* TASKS AND EXERCISES
[a] Retype the blog post word for word, beginning at the words "I often think" and stopping after the words "all the time.".
[b] Reproduce the rows without any change, starting at the row that contains "SCAN eyeglasses with dark frames -> rect" and continuing through the last row.

* TEXT PASSAGE
·····
Doubt is good

mr doubt

I’ve got to complete a substantial piece of work for my thesis and submit it towards the end of the month to my supervisor. Criticizing and evaluating other people’s research is not the strongest of my skills. I often doubt my judgement and I must say I have been experiencing a strong writer’s block over the last few weeks. Yesterday, however, something shifted in me… I love going to our parish church on Sunday. There we are given a weekly newsletter not only with parish announcements but also with short articles dedicated to the theme of the Sunday. Well… you all probably know the story of a doubting Thomas and his need to scrutinize the Christ’s wounds before believing in Jesus’ resurrection. Yesterday, in our weekly newsletter, different writers were making commentaries regarding that theme and one of them, Christine Clark, wrote this:

”Doubt is good: it must always be better for something to be challenged. If it’s too fragile to stand up to scrutiny, it’s not worth much.”

I choose to write about this because I think yesterday I have turned a corner in my thinking. Dealing with doubt, criticism and disbelief is an important part of doing research work and I think that only yesterday I understood why having doubts often implies having the courage to think independently.

Doubt is lovely. Welcome doubt.

Wish

rysowanie

At the beginning of last year I had a number of ideas that I was wanting to explore in my research. I dismissed them, a whole bunch of them. Throughout the year they were reappearing, in my conversations,in my (sub-) consciousness, in my Fb feed. Some ideas just do not want to leave us, a bit like that jacket that you really liked and talked yourself out of buying but keep on visualizing wearing it. Certain visions just do sincerely like us and perhaps the fact that they haunt us really means that they are for us. That it’s time to answer them.

I am in the process of gathering all my crazy visions and ideas of the last year into a draft for my supervisor. Of course, I am afraid of being criticized and rejected but I think that I came to realise that at this stage I cannot offer anything else – as these are the ideas and the truths that I am in possession of right now and my consciousness cannot venture further without those truths being explained and captured.

If there is one thing that I would wish for myself for this year, it would be to become more courageous. To not wait for a year for my ideas to reappear to trust them to be good, to accept them quicker and to just work with them as they are. I think I was quite courageous in my early 20s, by coming to the UK on my own and creating my own life here, but somewhere during that journey I got a little disillusioned with things and courage ceased to be one of my top-cherished values. This I intend to change this year.

I often think how to encourage my son to be perseverant. What should I say? What should I do? It only occurred to me recently that it’s courage that I should be imparting on him. That I need to teach him that he should be courageous because perseverant people are courageous and they know that failure is just a call for redirection. To embrace courage, we must embrace failure for “The physics of courage is such that if you brave enough, often enough, you will fail.” ~ Brené Brown. Perhaps, that is why my mother was always so insistent on us being courageous. On being courageous all the time.

 

Why do we do what we do?

why do what we do what we do

I’ve been thinking many times this year about quitting blogging or quitting photography or quitting my research or one of the three languages that we speak at home – this one was initiated by someone’s suggestion rather than personal doubt – but anyhow…

This year has been a struggle – a continuous ping-pong of rejecting and accepting of who I am and what I do. When I tried to quit any of the things above, I felt terribly unsettled, I felt that I was betraying someone and this someone was me. Fortunately, what I was rejecting was coming back – so now I am wiser and I’ve accepted that if what we reject somehow comes back and it brings joy, it’s a signal that this is who we are and that perhaps – Could this be true? – that we have found ourselves. So this is who I am and this is what I do and there is no further story to it. Just acceptance of it all.
·····
* GIVEN RECORDS
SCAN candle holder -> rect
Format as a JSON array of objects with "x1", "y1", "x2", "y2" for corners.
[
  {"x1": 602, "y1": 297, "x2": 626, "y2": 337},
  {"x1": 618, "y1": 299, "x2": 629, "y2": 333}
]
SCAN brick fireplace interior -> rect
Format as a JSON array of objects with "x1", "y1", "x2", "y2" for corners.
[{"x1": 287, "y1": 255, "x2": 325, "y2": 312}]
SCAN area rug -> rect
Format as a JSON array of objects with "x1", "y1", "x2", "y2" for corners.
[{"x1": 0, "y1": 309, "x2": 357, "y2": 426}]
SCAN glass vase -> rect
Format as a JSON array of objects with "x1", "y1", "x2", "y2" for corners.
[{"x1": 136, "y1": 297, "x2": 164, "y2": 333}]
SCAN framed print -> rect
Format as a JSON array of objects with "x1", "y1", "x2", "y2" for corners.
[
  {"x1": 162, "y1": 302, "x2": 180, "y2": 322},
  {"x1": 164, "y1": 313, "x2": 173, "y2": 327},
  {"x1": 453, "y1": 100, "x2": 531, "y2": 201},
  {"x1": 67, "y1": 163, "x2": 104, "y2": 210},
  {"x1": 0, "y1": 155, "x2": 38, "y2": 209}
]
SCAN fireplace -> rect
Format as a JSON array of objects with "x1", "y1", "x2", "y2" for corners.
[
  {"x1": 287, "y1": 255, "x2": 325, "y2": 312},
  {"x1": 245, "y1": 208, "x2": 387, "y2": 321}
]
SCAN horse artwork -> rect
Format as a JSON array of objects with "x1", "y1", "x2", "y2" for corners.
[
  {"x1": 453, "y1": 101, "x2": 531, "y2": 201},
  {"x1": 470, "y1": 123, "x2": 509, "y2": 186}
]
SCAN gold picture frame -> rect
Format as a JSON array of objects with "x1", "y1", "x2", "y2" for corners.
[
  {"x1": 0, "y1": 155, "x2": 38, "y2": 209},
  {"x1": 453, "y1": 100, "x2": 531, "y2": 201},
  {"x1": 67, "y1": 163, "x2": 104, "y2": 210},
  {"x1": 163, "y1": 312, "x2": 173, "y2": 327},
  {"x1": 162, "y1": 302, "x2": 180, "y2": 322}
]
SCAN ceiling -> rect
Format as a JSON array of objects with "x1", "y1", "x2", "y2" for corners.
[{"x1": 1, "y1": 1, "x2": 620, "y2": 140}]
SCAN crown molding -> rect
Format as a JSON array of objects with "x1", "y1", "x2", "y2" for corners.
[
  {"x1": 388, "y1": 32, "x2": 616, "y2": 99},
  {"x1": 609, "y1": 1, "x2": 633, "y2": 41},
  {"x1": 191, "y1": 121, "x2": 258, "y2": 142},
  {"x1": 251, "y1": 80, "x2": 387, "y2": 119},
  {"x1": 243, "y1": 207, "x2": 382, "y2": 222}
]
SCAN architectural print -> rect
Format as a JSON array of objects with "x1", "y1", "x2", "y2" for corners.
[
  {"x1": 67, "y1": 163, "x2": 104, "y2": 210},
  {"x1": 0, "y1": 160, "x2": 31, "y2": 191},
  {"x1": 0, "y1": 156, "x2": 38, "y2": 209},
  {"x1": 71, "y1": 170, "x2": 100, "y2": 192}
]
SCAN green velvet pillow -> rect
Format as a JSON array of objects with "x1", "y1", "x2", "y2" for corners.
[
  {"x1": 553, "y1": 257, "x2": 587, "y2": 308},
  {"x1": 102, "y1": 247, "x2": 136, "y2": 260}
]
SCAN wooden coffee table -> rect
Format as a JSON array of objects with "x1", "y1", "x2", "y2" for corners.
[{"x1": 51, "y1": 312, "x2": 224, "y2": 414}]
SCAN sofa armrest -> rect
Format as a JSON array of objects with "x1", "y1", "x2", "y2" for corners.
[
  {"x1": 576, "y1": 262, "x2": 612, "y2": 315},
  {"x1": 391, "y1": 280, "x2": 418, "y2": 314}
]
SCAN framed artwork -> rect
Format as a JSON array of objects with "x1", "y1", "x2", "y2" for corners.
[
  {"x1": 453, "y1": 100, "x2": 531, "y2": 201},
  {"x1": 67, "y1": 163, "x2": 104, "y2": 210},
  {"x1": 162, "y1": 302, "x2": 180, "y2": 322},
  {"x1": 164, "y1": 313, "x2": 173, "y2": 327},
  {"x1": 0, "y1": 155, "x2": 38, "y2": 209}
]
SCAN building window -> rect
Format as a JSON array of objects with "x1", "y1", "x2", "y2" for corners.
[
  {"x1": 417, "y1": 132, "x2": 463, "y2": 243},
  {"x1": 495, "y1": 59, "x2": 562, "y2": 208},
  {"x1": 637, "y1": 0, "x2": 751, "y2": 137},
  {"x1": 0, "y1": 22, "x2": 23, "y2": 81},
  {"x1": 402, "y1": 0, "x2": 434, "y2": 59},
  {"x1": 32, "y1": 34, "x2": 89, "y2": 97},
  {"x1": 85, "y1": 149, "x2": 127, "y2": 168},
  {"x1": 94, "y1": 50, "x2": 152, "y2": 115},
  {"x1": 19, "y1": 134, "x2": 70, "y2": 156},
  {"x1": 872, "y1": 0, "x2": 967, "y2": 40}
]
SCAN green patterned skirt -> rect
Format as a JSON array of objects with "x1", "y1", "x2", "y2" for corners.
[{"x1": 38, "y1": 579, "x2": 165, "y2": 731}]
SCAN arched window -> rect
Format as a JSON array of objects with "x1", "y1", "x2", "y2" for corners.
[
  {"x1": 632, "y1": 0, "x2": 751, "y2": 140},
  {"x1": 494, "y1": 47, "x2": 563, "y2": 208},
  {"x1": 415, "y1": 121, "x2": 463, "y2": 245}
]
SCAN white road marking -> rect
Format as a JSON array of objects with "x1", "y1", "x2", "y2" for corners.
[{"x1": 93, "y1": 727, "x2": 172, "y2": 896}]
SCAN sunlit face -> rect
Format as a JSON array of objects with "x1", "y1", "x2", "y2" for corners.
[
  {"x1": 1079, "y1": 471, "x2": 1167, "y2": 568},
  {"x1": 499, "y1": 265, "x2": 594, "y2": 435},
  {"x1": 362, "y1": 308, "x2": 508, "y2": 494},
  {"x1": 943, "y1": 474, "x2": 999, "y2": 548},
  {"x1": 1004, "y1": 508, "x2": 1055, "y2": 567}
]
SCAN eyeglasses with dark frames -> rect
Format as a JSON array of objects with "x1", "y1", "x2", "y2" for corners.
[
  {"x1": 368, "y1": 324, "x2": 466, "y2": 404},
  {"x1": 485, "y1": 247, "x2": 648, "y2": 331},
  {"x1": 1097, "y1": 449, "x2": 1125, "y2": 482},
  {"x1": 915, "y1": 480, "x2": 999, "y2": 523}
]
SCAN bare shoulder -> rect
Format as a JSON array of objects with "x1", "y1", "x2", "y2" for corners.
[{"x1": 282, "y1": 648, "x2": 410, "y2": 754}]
·····
* WORKED ANSWERS
[a]
I often think how to encourage my son to be perseverant. What should I say? What should I do? It only occurred to me recently that it’s courage that I should be imparting on him. That I need to teach him that he should be courageous because perseverant people are courageous and they know that failure is just a call for redirection. To embrace courage, we must embrace failure for “The physics of courage is such that if you brave enough, often enough, you will fail.” ~ Brené Brown. Perhaps, that is why my mother was always so insistent on us being courageous. On being courageous all the time.

[b]
SCAN eyeglasses with dark frames -> rect
Format as a JSON array of objects with "x1", "y1", "x2", "y2" for corners.
[
  {"x1": 368, "y1": 324, "x2": 466, "y2": 404},
  {"x1": 485, "y1": 247, "x2": 648, "y2": 331},
  {"x1": 1097, "y1": 449, "x2": 1125, "y2": 482},
  {"x1": 915, "y1": 480, "x2": 999, "y2": 523}
]
SCAN bare shoulder -> rect
Format as a JSON array of objects with "x1", "y1", "x2", "y2" for corners.
[{"x1": 282, "y1": 648, "x2": 410, "y2": 754}]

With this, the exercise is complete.